_AIM A_: In the interview passage, what three qualities was the voice of the confessional poems once said to combine?

_GIVEN PASSAGE_:
+ + +

Sunday, October 11th, 2009

Tell us about your poems.
For me, the question of style is eminently maddening! I’ve been told that, broadly, from poem to poem, it would be difficult to tell that they were all by me if my name were to be stripped away. That said, I think that I can discern stylistic currents amongst certain of my most frequent subjects. For instance, many of my more confessional pieces tend to deal with memories from my tomboy childhood in rural Pennsylvania or memories of my family in general. The voice in these pieces is (I was once memorably told) a strange combination of lyrical, frank, and unnerving.

I also tend to draw on my academic interests for inspiration; you’ll often find me making allusions to medieval poetry or the matter of handling old, fragile books and manuscripts. Folktales, myths, and music also figure prominently in my more speculative and fantastical pieces. I’m fond of rescuing and recasting lost stories, and you’ll frequently find me taking on ‘non-traditional’ sexuality and gender issues. Lost books and lost voices often go hand in hand. I traffic in archetypes, but with a twist.

How long have you been writing?

+ + +

_AIM B_: From the listing below, copy every line that contains the word "white".

+ + +

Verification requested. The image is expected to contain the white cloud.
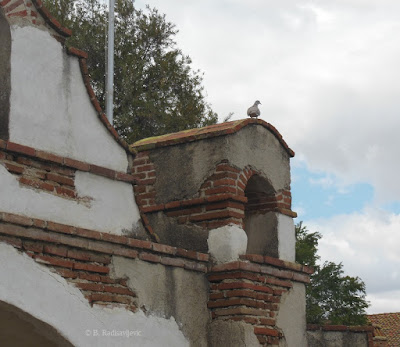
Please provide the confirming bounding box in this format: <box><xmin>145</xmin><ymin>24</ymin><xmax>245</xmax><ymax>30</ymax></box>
<box><xmin>304</xmin><ymin>209</ymin><xmax>400</xmax><ymax>312</ymax></box>
<box><xmin>131</xmin><ymin>0</ymin><xmax>400</xmax><ymax>311</ymax></box>
<box><xmin>135</xmin><ymin>0</ymin><xmax>400</xmax><ymax>202</ymax></box>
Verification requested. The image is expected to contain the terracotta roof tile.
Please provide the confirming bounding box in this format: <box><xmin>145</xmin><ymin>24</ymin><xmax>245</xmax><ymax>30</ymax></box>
<box><xmin>131</xmin><ymin>118</ymin><xmax>294</xmax><ymax>157</ymax></box>
<box><xmin>367</xmin><ymin>312</ymin><xmax>400</xmax><ymax>347</ymax></box>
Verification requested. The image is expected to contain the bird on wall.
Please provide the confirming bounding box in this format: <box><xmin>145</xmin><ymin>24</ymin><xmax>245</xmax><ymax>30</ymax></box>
<box><xmin>247</xmin><ymin>100</ymin><xmax>261</xmax><ymax>119</ymax></box>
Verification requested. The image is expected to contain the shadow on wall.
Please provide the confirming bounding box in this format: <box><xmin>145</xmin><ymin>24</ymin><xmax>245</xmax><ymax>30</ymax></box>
<box><xmin>0</xmin><ymin>301</ymin><xmax>72</xmax><ymax>347</ymax></box>
<box><xmin>244</xmin><ymin>175</ymin><xmax>279</xmax><ymax>258</ymax></box>
<box><xmin>0</xmin><ymin>8</ymin><xmax>11</xmax><ymax>140</ymax></box>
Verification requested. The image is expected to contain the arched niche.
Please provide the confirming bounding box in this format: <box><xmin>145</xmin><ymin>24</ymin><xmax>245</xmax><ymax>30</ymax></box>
<box><xmin>0</xmin><ymin>7</ymin><xmax>11</xmax><ymax>140</ymax></box>
<box><xmin>244</xmin><ymin>174</ymin><xmax>279</xmax><ymax>258</ymax></box>
<box><xmin>0</xmin><ymin>301</ymin><xmax>73</xmax><ymax>347</ymax></box>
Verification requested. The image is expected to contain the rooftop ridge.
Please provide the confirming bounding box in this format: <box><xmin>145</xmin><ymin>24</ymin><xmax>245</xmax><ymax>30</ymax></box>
<box><xmin>131</xmin><ymin>118</ymin><xmax>295</xmax><ymax>157</ymax></box>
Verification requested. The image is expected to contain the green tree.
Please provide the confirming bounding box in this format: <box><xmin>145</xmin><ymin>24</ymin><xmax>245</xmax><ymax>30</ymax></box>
<box><xmin>44</xmin><ymin>0</ymin><xmax>218</xmax><ymax>143</ymax></box>
<box><xmin>295</xmin><ymin>222</ymin><xmax>368</xmax><ymax>325</ymax></box>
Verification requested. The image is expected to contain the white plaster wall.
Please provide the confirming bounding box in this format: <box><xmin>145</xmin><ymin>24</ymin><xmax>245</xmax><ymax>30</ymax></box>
<box><xmin>207</xmin><ymin>224</ymin><xmax>247</xmax><ymax>263</ymax></box>
<box><xmin>0</xmin><ymin>243</ymin><xmax>189</xmax><ymax>347</ymax></box>
<box><xmin>9</xmin><ymin>26</ymin><xmax>128</xmax><ymax>171</ymax></box>
<box><xmin>0</xmin><ymin>165</ymin><xmax>140</xmax><ymax>235</ymax></box>
<box><xmin>277</xmin><ymin>213</ymin><xmax>296</xmax><ymax>262</ymax></box>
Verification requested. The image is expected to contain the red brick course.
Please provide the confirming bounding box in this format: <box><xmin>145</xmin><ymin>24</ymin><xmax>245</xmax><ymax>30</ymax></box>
<box><xmin>132</xmin><ymin>158</ymin><xmax>296</xmax><ymax>242</ymax></box>
<box><xmin>0</xmin><ymin>212</ymin><xmax>209</xmax><ymax>311</ymax></box>
<box><xmin>207</xmin><ymin>255</ymin><xmax>309</xmax><ymax>346</ymax></box>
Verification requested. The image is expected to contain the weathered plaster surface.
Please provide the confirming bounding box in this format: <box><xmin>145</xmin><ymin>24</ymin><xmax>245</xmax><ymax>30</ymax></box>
<box><xmin>277</xmin><ymin>213</ymin><xmax>296</xmax><ymax>262</ymax></box>
<box><xmin>244</xmin><ymin>212</ymin><xmax>279</xmax><ymax>258</ymax></box>
<box><xmin>0</xmin><ymin>8</ymin><xmax>11</xmax><ymax>140</ymax></box>
<box><xmin>148</xmin><ymin>212</ymin><xmax>208</xmax><ymax>252</ymax></box>
<box><xmin>0</xmin><ymin>243</ymin><xmax>189</xmax><ymax>347</ymax></box>
<box><xmin>0</xmin><ymin>165</ymin><xmax>140</xmax><ymax>235</ymax></box>
<box><xmin>210</xmin><ymin>320</ymin><xmax>260</xmax><ymax>347</ymax></box>
<box><xmin>112</xmin><ymin>257</ymin><xmax>211</xmax><ymax>347</ymax></box>
<box><xmin>10</xmin><ymin>26</ymin><xmax>128</xmax><ymax>172</ymax></box>
<box><xmin>207</xmin><ymin>224</ymin><xmax>247</xmax><ymax>263</ymax></box>
<box><xmin>276</xmin><ymin>282</ymin><xmax>308</xmax><ymax>347</ymax></box>
<box><xmin>307</xmin><ymin>331</ymin><xmax>368</xmax><ymax>347</ymax></box>
<box><xmin>150</xmin><ymin>126</ymin><xmax>290</xmax><ymax>203</ymax></box>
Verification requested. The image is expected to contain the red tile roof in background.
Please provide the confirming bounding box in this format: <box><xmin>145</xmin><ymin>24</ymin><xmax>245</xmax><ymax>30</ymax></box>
<box><xmin>132</xmin><ymin>118</ymin><xmax>294</xmax><ymax>157</ymax></box>
<box><xmin>367</xmin><ymin>312</ymin><xmax>400</xmax><ymax>347</ymax></box>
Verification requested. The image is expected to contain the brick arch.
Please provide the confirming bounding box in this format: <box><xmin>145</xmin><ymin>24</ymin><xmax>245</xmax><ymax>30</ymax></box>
<box><xmin>0</xmin><ymin>7</ymin><xmax>11</xmax><ymax>140</ymax></box>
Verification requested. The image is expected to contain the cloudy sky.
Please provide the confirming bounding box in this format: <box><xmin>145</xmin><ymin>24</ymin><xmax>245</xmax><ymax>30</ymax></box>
<box><xmin>131</xmin><ymin>0</ymin><xmax>400</xmax><ymax>313</ymax></box>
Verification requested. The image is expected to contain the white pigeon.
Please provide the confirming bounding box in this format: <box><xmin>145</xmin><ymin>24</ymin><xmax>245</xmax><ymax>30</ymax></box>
<box><xmin>247</xmin><ymin>100</ymin><xmax>261</xmax><ymax>119</ymax></box>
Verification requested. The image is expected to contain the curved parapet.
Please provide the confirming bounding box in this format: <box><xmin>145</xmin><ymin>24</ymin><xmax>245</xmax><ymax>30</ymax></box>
<box><xmin>0</xmin><ymin>0</ymin><xmax>133</xmax><ymax>171</ymax></box>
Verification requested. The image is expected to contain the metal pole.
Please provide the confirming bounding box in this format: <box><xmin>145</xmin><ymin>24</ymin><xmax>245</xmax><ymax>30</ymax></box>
<box><xmin>106</xmin><ymin>0</ymin><xmax>115</xmax><ymax>125</ymax></box>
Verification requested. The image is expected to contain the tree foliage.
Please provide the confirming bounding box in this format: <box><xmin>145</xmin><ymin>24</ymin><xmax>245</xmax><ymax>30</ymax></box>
<box><xmin>45</xmin><ymin>0</ymin><xmax>218</xmax><ymax>143</ymax></box>
<box><xmin>295</xmin><ymin>222</ymin><xmax>368</xmax><ymax>325</ymax></box>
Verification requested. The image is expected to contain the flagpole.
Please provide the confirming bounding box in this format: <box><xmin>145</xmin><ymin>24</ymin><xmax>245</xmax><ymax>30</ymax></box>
<box><xmin>106</xmin><ymin>0</ymin><xmax>115</xmax><ymax>125</ymax></box>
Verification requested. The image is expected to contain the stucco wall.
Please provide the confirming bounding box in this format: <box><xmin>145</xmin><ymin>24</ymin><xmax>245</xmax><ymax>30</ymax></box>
<box><xmin>150</xmin><ymin>126</ymin><xmax>290</xmax><ymax>203</ymax></box>
<box><xmin>113</xmin><ymin>257</ymin><xmax>211</xmax><ymax>347</ymax></box>
<box><xmin>0</xmin><ymin>8</ymin><xmax>11</xmax><ymax>140</ymax></box>
<box><xmin>276</xmin><ymin>282</ymin><xmax>308</xmax><ymax>347</ymax></box>
<box><xmin>0</xmin><ymin>243</ymin><xmax>189</xmax><ymax>347</ymax></box>
<box><xmin>9</xmin><ymin>25</ymin><xmax>128</xmax><ymax>172</ymax></box>
<box><xmin>0</xmin><ymin>165</ymin><xmax>141</xmax><ymax>236</ymax></box>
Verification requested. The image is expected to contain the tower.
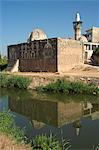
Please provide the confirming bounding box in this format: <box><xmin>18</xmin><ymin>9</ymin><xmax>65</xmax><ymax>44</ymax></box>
<box><xmin>73</xmin><ymin>12</ymin><xmax>82</xmax><ymax>40</ymax></box>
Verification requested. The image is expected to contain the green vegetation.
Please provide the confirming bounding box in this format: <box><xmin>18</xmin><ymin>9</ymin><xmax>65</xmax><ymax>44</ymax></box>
<box><xmin>0</xmin><ymin>112</ymin><xmax>70</xmax><ymax>150</ymax></box>
<box><xmin>0</xmin><ymin>54</ymin><xmax>8</xmax><ymax>71</ymax></box>
<box><xmin>0</xmin><ymin>73</ymin><xmax>31</xmax><ymax>89</ymax></box>
<box><xmin>37</xmin><ymin>79</ymin><xmax>99</xmax><ymax>94</ymax></box>
<box><xmin>0</xmin><ymin>112</ymin><xmax>99</xmax><ymax>150</ymax></box>
<box><xmin>31</xmin><ymin>135</ymin><xmax>62</xmax><ymax>150</ymax></box>
<box><xmin>0</xmin><ymin>112</ymin><xmax>25</xmax><ymax>142</ymax></box>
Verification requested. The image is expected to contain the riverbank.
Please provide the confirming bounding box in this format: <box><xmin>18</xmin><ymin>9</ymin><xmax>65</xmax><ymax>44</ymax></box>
<box><xmin>5</xmin><ymin>65</ymin><xmax>99</xmax><ymax>90</ymax></box>
<box><xmin>0</xmin><ymin>133</ymin><xmax>32</xmax><ymax>150</ymax></box>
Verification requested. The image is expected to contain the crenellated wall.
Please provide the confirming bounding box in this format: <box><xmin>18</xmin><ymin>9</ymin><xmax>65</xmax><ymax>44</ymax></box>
<box><xmin>57</xmin><ymin>38</ymin><xmax>84</xmax><ymax>72</ymax></box>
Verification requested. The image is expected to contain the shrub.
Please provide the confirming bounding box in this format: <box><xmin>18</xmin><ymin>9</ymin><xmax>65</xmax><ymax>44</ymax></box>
<box><xmin>0</xmin><ymin>74</ymin><xmax>31</xmax><ymax>89</ymax></box>
<box><xmin>31</xmin><ymin>134</ymin><xmax>71</xmax><ymax>150</ymax></box>
<box><xmin>0</xmin><ymin>112</ymin><xmax>25</xmax><ymax>142</ymax></box>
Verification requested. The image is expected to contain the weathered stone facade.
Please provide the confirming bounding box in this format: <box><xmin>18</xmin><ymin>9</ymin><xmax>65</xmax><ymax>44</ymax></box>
<box><xmin>8</xmin><ymin>38</ymin><xmax>83</xmax><ymax>72</ymax></box>
<box><xmin>8</xmin><ymin>13</ymin><xmax>99</xmax><ymax>72</ymax></box>
<box><xmin>57</xmin><ymin>38</ymin><xmax>84</xmax><ymax>72</ymax></box>
<box><xmin>8</xmin><ymin>38</ymin><xmax>57</xmax><ymax>72</ymax></box>
<box><xmin>86</xmin><ymin>27</ymin><xmax>99</xmax><ymax>43</ymax></box>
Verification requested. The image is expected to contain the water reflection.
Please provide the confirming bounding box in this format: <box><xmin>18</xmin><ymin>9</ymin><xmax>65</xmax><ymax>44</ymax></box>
<box><xmin>0</xmin><ymin>89</ymin><xmax>99</xmax><ymax>148</ymax></box>
<box><xmin>0</xmin><ymin>88</ymin><xmax>99</xmax><ymax>128</ymax></box>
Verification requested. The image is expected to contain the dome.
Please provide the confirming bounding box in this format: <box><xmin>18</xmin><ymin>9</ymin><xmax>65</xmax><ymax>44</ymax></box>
<box><xmin>78</xmin><ymin>35</ymin><xmax>88</xmax><ymax>42</ymax></box>
<box><xmin>44</xmin><ymin>43</ymin><xmax>52</xmax><ymax>49</ymax></box>
<box><xmin>28</xmin><ymin>29</ymin><xmax>47</xmax><ymax>41</ymax></box>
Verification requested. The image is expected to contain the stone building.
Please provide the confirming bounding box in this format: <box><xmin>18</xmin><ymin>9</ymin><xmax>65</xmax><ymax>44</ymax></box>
<box><xmin>8</xmin><ymin>13</ymin><xmax>99</xmax><ymax>72</ymax></box>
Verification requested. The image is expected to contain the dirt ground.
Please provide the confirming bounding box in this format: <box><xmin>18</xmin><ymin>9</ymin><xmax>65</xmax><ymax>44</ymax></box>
<box><xmin>0</xmin><ymin>134</ymin><xmax>31</xmax><ymax>150</ymax></box>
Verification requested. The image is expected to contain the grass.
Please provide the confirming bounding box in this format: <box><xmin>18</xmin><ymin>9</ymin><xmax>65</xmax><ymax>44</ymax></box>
<box><xmin>0</xmin><ymin>112</ymin><xmax>25</xmax><ymax>142</ymax></box>
<box><xmin>37</xmin><ymin>79</ymin><xmax>99</xmax><ymax>94</ymax></box>
<box><xmin>0</xmin><ymin>73</ymin><xmax>31</xmax><ymax>89</ymax></box>
<box><xmin>0</xmin><ymin>112</ymin><xmax>68</xmax><ymax>150</ymax></box>
<box><xmin>0</xmin><ymin>112</ymin><xmax>99</xmax><ymax>150</ymax></box>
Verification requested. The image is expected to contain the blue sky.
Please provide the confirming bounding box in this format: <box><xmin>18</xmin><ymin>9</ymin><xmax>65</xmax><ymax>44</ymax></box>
<box><xmin>0</xmin><ymin>0</ymin><xmax>99</xmax><ymax>55</ymax></box>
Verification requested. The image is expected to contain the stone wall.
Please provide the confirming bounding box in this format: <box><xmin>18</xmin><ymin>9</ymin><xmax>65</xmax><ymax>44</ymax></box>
<box><xmin>19</xmin><ymin>39</ymin><xmax>57</xmax><ymax>72</ymax></box>
<box><xmin>7</xmin><ymin>44</ymin><xmax>20</xmax><ymax>67</ymax></box>
<box><xmin>57</xmin><ymin>38</ymin><xmax>84</xmax><ymax>72</ymax></box>
<box><xmin>92</xmin><ymin>27</ymin><xmax>99</xmax><ymax>43</ymax></box>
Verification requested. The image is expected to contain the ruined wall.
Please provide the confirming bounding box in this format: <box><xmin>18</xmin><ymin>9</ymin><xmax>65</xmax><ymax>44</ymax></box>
<box><xmin>92</xmin><ymin>27</ymin><xmax>99</xmax><ymax>43</ymax></box>
<box><xmin>7</xmin><ymin>44</ymin><xmax>21</xmax><ymax>67</ymax></box>
<box><xmin>57</xmin><ymin>38</ymin><xmax>84</xmax><ymax>72</ymax></box>
<box><xmin>19</xmin><ymin>38</ymin><xmax>57</xmax><ymax>72</ymax></box>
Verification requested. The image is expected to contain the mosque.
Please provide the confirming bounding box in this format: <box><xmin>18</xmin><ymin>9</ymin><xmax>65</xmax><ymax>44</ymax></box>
<box><xmin>7</xmin><ymin>13</ymin><xmax>99</xmax><ymax>72</ymax></box>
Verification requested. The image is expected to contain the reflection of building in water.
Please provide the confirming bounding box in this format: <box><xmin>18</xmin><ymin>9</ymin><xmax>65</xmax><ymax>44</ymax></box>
<box><xmin>9</xmin><ymin>98</ymin><xmax>99</xmax><ymax>131</ymax></box>
<box><xmin>8</xmin><ymin>13</ymin><xmax>99</xmax><ymax>72</ymax></box>
<box><xmin>73</xmin><ymin>120</ymin><xmax>81</xmax><ymax>135</ymax></box>
<box><xmin>31</xmin><ymin>120</ymin><xmax>45</xmax><ymax>129</ymax></box>
<box><xmin>0</xmin><ymin>96</ymin><xmax>8</xmax><ymax>111</ymax></box>
<box><xmin>83</xmin><ymin>102</ymin><xmax>99</xmax><ymax>119</ymax></box>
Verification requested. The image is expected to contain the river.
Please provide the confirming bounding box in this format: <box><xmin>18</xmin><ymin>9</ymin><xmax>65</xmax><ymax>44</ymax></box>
<box><xmin>0</xmin><ymin>88</ymin><xmax>99</xmax><ymax>150</ymax></box>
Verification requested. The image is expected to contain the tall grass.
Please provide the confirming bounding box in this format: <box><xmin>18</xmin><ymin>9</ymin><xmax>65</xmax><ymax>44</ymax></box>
<box><xmin>37</xmin><ymin>79</ymin><xmax>99</xmax><ymax>94</ymax></box>
<box><xmin>0</xmin><ymin>73</ymin><xmax>31</xmax><ymax>89</ymax></box>
<box><xmin>0</xmin><ymin>112</ymin><xmax>25</xmax><ymax>142</ymax></box>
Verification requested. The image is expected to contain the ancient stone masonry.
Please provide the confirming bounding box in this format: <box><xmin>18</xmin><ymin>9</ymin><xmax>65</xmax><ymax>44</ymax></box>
<box><xmin>8</xmin><ymin>39</ymin><xmax>57</xmax><ymax>72</ymax></box>
<box><xmin>8</xmin><ymin>13</ymin><xmax>99</xmax><ymax>72</ymax></box>
<box><xmin>57</xmin><ymin>38</ymin><xmax>84</xmax><ymax>72</ymax></box>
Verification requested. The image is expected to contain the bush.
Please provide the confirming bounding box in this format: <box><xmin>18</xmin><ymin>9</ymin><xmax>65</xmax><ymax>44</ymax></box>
<box><xmin>0</xmin><ymin>112</ymin><xmax>25</xmax><ymax>142</ymax></box>
<box><xmin>0</xmin><ymin>74</ymin><xmax>31</xmax><ymax>89</ymax></box>
<box><xmin>31</xmin><ymin>134</ymin><xmax>71</xmax><ymax>150</ymax></box>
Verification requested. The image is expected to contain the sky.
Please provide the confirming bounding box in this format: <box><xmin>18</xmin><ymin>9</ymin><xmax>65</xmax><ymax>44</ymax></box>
<box><xmin>0</xmin><ymin>0</ymin><xmax>99</xmax><ymax>55</ymax></box>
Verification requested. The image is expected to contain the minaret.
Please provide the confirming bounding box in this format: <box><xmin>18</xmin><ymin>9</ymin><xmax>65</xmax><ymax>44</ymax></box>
<box><xmin>73</xmin><ymin>12</ymin><xmax>82</xmax><ymax>40</ymax></box>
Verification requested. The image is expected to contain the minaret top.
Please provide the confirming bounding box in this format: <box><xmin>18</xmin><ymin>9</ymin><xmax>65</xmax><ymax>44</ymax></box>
<box><xmin>75</xmin><ymin>12</ymin><xmax>81</xmax><ymax>22</ymax></box>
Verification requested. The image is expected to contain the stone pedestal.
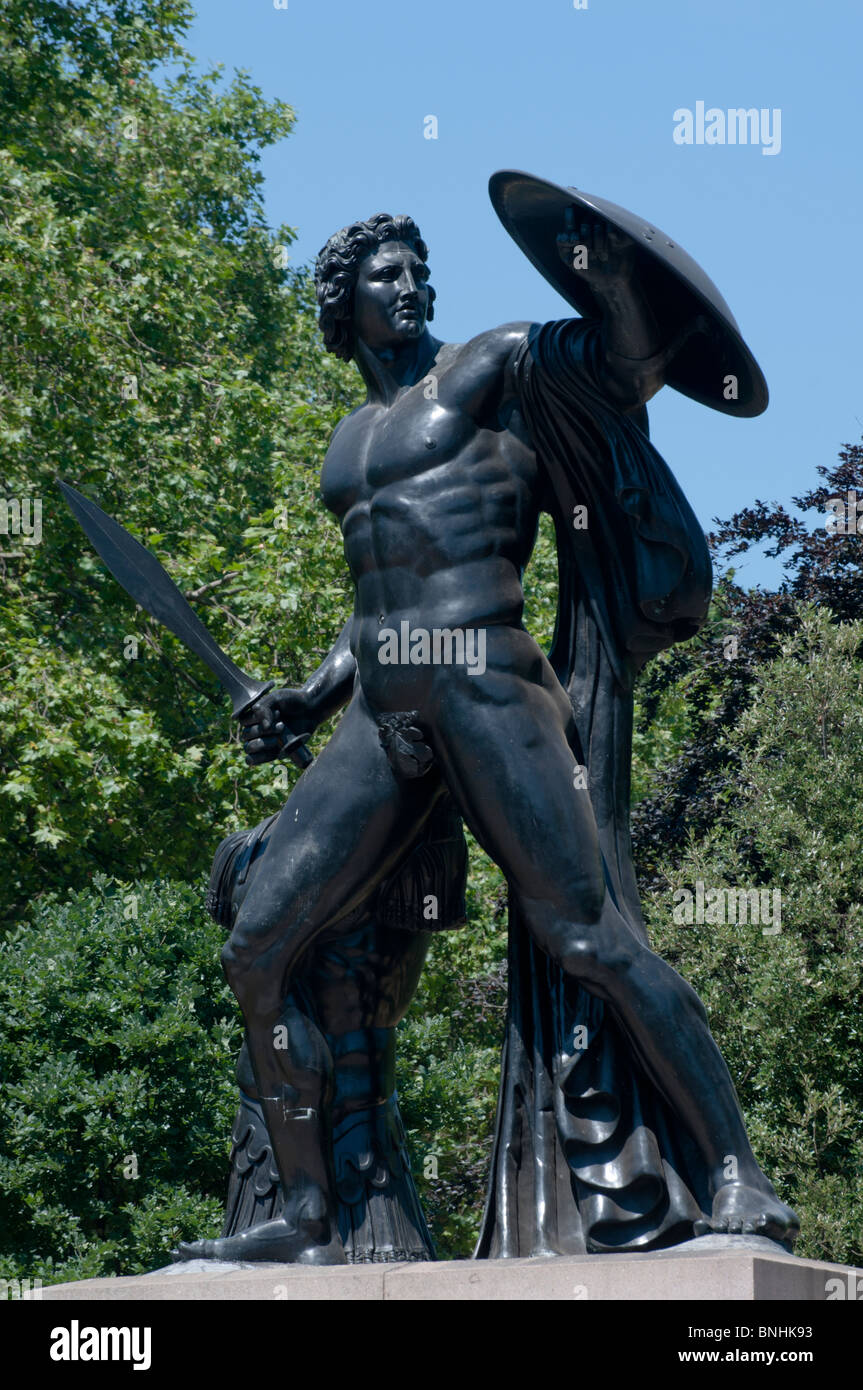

+ + +

_TASK RESULT A_: Lyrical, frank, and unnerving.

_TASK RESULT B_:
Verification requested. The image is expected to contain the white cloud.
Verification requested. The image is expected to contain the white plaster wall.
Verification requested. The image is expected to contain the white pigeon.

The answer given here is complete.